Rewrite the passage on Russia and Marxism, starting with "Comrade Johnson’s mistake" and going on through "of capitalist disappear.", and swap "definition" out for "conception".

Text passage:
----------------
C.L.R. James: Russia and Marxism, September 1941
Source: New International, Vol. VII No. 8, September 1941, pp. 213–216, C.L.R. James under the name of J.R. Johnson.
Transcribed and Marked up: Damon Maxwell.
Proofread: Einde O’Callaghan (January 2103).
THE RECENT ARTICLE by W. Kent (The New International, August 1941), places before us a certain approach to Russia. To quote a key passage:
For, if the worker is not free in the double Marxian sense of the word – free from means of production and personally free; if he cannot dispose of his labor power as his own (and only) possession, his commodity; if he cannot sell it on the free market; if the price of his labor power (and other commodities) are fixed, not according to the law of value, but according to government decision for “planned production” – then, in the precise Marxian sense, there is no longer value, there is no longer capital and not a single word of the Marxian analysis applies. Of course there still is the surplus product which is appropriated by the exploiter, but there is no surplus value. Of course there is exploitation but it is not capitalist exploitation.
Comrade Johnson’s mistake is that his definition of capitalism is so broad that all exploitation fits into it and therefore all specific characteristics of capitalist disappear.
Here it is in writing. Let us add to this another characteristic passage by Marx himself:
Furthermore, the entire process of capitalist production is regulated by the prices of products. But the regulating prices of production are in their turn regulated by the equalization of the rate of profit and by the distribution of capital among the various spheres of production in correspondence with this equalization. [Capital, Volume III, Part VII, Chapter 51]
Now obviously, this is not happening in Russia! On the other hand, read this:
Rigid control of all prices means government control of the entire economy. The government will decide how much profit the capitalist will make, how much rent the landlord should receive, how much wages the worker should get. The government, in effect, will decide where industries are to be built, whose capital and how much of it will be used to build the necessary war industries, what workers will work and where they will work and under what conditions they will work.
This appeared in Labor Action, August 4, signed by Frank Demby. It is a description of Germany. No one can write that and say that the distribution of capitals is regulated in the manner Marx described. Even the average rate of profit is fixed by law.
Take Gates’s article in The New International for May 1941. On page 89 he quotes de Wilde: “... the state has not, with few exceptions, assumed direct charge of production. It was decided what was to be done ...” This is the point. The state decided what was to be done. In Germany a man who wishes to buy an overcoat must bring back the old overcoat. No capitalist can extend his business over 10,000 marks without permission from the Minister of Economy. The worker, as Demby describes, does not “freely” sell his labor power. He is a slave. The capitalist produces so much, according to the raw material he is allowed, and his profit is in his name in the bank, but the state decides what shall be done with it. Why, then, is Germany not a “new” society? Whereupon, the reply comes back: “The capitalists own in Germany, but the bureaucracy does not own in Russia.” That proves exactly nothing and is no reply at all. A simple historical episode will show the error.
----------------
Dataset records:
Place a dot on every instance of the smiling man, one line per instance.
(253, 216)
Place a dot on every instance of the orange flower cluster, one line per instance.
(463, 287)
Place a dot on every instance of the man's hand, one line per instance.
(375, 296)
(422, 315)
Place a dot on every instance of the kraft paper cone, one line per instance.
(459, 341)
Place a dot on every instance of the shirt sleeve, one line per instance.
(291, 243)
----------------
Result of this task:
Comrade Johnson’s mistake is that his conception of capitalism is so broad that all exploitation fits into it and therefore all specific characteristics of capitalist disappear.